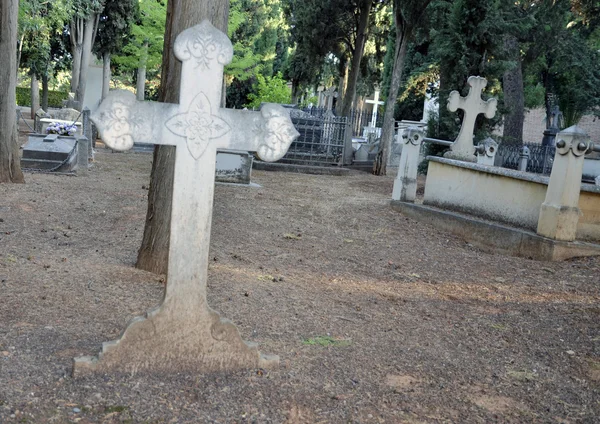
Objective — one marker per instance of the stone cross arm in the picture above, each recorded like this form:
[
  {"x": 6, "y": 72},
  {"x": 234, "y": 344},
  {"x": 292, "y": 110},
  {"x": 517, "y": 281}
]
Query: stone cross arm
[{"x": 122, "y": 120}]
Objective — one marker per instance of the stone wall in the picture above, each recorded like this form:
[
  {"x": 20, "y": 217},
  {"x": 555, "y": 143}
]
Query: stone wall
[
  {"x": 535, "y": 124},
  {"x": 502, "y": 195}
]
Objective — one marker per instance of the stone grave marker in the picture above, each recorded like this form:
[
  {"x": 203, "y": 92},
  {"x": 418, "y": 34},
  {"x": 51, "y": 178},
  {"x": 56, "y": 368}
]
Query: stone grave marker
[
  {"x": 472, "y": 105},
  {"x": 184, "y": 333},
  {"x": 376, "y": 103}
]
____________
- [Written instruction]
Extract every line above word for word, leaving out the picture.

- [Exercise response]
Objective — one marker per instance of the stone cross arm in the picture above, each recorded like this form:
[
  {"x": 6, "y": 72},
  {"x": 234, "y": 344},
  {"x": 292, "y": 110},
  {"x": 517, "y": 281}
]
Query: stone cross arm
[{"x": 122, "y": 120}]
Objective — one marker per instance of the stone wall in the picture above, each recorded like this form:
[
  {"x": 20, "y": 217},
  {"x": 555, "y": 143}
]
Query: stone wall
[
  {"x": 535, "y": 124},
  {"x": 502, "y": 195}
]
Objective — one marker per instance of the stone grave marker in the picture above, each recorded like this form:
[
  {"x": 203, "y": 92},
  {"x": 418, "y": 34},
  {"x": 51, "y": 178},
  {"x": 56, "y": 368}
]
Query: stone grave marker
[
  {"x": 472, "y": 105},
  {"x": 184, "y": 333},
  {"x": 376, "y": 103}
]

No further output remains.